DNA: The Genetic Material

Althought DNA was first discovered in the late ninetheenth century it was not until the middle of the twentieth centruy that the role of DNA as the genetic material was established. The following are brief summaries of two of the now classic experiments that helped demonstrate the role of DNA as the carrier of genetic information. A more complete description of their experiments can be found in your text book.

Avery, MacLeod and McCarty:

This research group expanded the earlier work of Griffith, who discovered the process of transformation in 1928. As you may remember, Griiffith was studying two different genetic strains of Streptococcus pneumoniae, a bacterium that casues pneumonia in mammals. One of the strains, termed the S strain, was pathogenic and mice injected with this strain soon died. You should also note that living S bacteria could be isolated from dead mice. The second strain, the R strain, was not pathogenic and an injection of living R strain did not kill the mice. The researcher then injected heat-killed bacteria (both S and R strains) and neither of the 'dead' strains had any effect on the mice. Thus it was established that only living S strain bacteria were pathogenic. Griffith then incubated living R and heat-killed S prior to injecting the mixture into the mice. He subsequently found that this mixture was pathogenic and killed the mice. When he isolated bacteria from these dead mice, he found living S strain bacteria! (Remember, he did not inject any living S type bacteria. He concluded that some factor from the dead S was assimilated into the R bacteria and transformed them into the S type. Since this transformation was inherited by subsequent generations of bacteria, it was assumed that the factor that was the genetic material.

Avery and colleagues investigated the chemical nature of this transforming factor - more specifically, whether the transforming factor was a protein or a nucleic acid. They, like Griffith, attempted to transform the R strain into the S strain by incubating living R and heat-killed S. However, they pretreated the heat-killed S with either a protease (an enzyme that degrades proteins) or with DNAase, and enzyme that degrades DNA. They reasoned that if the transforming factor was a protein, treatment of the heat-killed S with a protease would destroy the protein and inhibit transformation and treatment with DNAase should have no effect on the transformation process. On the other hand, if DNA were the genetic material, the opposite would be true. In their experiments, Avery et al. found that protease did not affect the ability of 'dead' S to transform R but DNAase did, therefore they concluded that the genetic material in transformation is most likely DNA.

* Your task:
Write the next part of the text on DNA as the genetic material, picking up after its final sentence.

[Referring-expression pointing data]
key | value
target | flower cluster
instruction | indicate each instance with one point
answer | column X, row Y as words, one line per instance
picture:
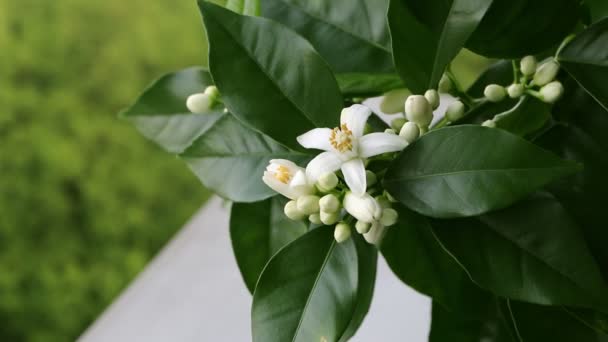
column 335, row 188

* Output for this task:
Hershey and Chase

In 1952, the research team of Hershey and Chase published a report that concluded that DNA is the genetic material of the bacteriophage (a virus that infects bacteria) T2 (strange name!). They knew that when a bacteria was infected with this phage, the bacteria soon became a machine that produced new phages. Phages have a very simple structure - they are composed of a strand of DNA surrounded by a protein coat. Hershey and Chase set out to determine which component (the DNA or the protein) was responsible for the ability of the phage to 'take over' and control the metabolic aciivity of the bacteria to produce new phages. In their experiments, they used two radioactive markers to label the proteins and the DNA of the phages. The proteins were labeled with 35S (a radioactive form of sulfur) and the DNA was labeled with 32P, a radioactive form of phosphorus. This allowed the researchers to easily differentiate between a sample that contained protein (thus would have 35S present) and a sample that only contained DNA (thus would have 32P present).

During a phage infection, it was hypothesized that some part of the phage was injected into the bacterium and it was this injected material that conveyed the genetic material necessary to produce new phages. Hershey and Chase determined that the phage injected only the DNA into the bacterium and concluded that DNA must be the genetic material in phages. This was done by a series of two experiments in which different sets of non-radioactive bacteria were incubated with phages that had either their protein or their DNA labeled (as described above). They allowed the phages to infect the bacteria for a short time, they agitated the incubations to dislodge any loose parts of the phages. The bacteria cells were then pelleted in a centrifuge and the location of the radioacivity (in the pellet with the bacteria or in the supernatant). They found that the radioactive DNA was always found with the bacteria cells and that the radioactive protein was always in the suupernatant. This suggested that the DNA was injected into the bacteria but the protein coat was not. Thus all of the information needed to produce new viruses was contained in the DNA and not the protein.

There will be no quiz associated with this page, however, it is expected that you know this material for the exam.